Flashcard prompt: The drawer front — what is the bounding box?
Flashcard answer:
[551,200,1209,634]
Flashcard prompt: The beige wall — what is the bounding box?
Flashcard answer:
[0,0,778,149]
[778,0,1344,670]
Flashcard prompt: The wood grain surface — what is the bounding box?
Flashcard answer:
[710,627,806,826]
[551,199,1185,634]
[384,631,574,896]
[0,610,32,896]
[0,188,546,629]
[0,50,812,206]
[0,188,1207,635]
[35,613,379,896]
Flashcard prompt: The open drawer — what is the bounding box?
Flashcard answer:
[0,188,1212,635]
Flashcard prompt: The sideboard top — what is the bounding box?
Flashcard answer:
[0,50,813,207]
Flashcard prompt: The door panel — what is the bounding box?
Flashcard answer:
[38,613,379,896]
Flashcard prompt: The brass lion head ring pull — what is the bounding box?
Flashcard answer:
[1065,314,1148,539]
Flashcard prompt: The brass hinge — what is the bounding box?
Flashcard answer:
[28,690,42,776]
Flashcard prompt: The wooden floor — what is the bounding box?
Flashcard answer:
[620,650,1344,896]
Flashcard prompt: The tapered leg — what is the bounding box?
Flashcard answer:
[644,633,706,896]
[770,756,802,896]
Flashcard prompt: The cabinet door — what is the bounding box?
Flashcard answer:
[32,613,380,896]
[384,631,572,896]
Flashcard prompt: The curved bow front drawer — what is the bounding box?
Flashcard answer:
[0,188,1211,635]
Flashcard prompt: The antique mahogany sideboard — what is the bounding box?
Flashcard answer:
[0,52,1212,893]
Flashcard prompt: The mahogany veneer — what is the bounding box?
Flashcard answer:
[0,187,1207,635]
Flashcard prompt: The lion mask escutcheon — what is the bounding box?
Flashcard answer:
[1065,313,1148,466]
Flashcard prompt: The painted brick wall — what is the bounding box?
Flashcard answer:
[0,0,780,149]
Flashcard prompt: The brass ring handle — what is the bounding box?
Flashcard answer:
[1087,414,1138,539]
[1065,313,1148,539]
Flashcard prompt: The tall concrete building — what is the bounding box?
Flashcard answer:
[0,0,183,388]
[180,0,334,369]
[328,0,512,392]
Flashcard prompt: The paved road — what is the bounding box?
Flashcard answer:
--*--
▶ **CONSIGNE**:
Reproduisez fidèlement, ligne par ligne, l'ensemble des données ci-dessus.

▶ **RÉPONSE ATTENDUE**:
Flashcard prompt: The drawer front — what is the bounding box?
Flashcard answer:
[551,200,1209,634]
Flashcard prompt: The beige wall — what is the bounding box?
Flashcard answer:
[0,0,778,149]
[778,0,1344,670]
Flashcard prompt: The wood grain surface — what is the bounding box?
Flashcard answer:
[710,627,806,826]
[551,199,1185,634]
[384,631,574,896]
[0,610,32,896]
[0,188,546,629]
[0,50,812,206]
[0,188,1207,635]
[35,613,379,896]
Flashcard prompt: The open drawer — what is the bounding box?
Flashcard answer:
[0,188,1212,635]
Flashcard prompt: The sideboard top — what is the bounding box?
Flashcard answer:
[0,50,813,207]
Flashcard prompt: The door panel — what is the bounding box?
Flashcard answer:
[38,613,379,896]
Flashcard prompt: The brass lion head ring pull — what is the bounding box?
Flashcard answer:
[1065,314,1148,539]
Flashcard prompt: The brass hinge — what is the bounding box?
Flashcard answer:
[28,690,42,776]
Flashcard prompt: The wooden floor — what is the bounding box?
Flashcard answer:
[620,650,1344,896]
Flashcard prompt: The tapered leg — what is the bounding box?
Flashcard answer:
[644,633,706,896]
[770,756,802,896]
Flashcard prompt: The cabinet door — what is the bounding box?
Flashcard answer:
[32,613,380,896]
[384,631,572,896]
Flashcard prompt: The curved bow front drawer — what is the bounding box?
Flashcard answer:
[0,188,1211,635]
Flashcard prompt: The antique mahogany sideboard — what is the bounding box?
Flashcard answer:
[0,52,1212,893]
Flashcard prompt: The mahogany veneer — what is the bounding box?
Flashcard answer:
[0,187,1207,635]
Flashcard prompt: The lion mask escutcheon — what is the bounding box?
Flashcard answer:
[1065,313,1148,466]
Flashcard prompt: The painted brick wall — what is the bounding box?
Flashcard answer:
[0,0,780,149]
Flashcard prompt: The brass ring handle — what is the bounding box?
Flashcard answer:
[1087,414,1138,539]
[1065,313,1148,539]
Flashcard prompt: The tall concrete building — what is the bounding box?
Flashcard answer:
[0,0,183,388]
[180,0,334,369]
[328,0,512,392]
Flashcard prompt: The paved road — what is the bounding box?
Flashcard answer:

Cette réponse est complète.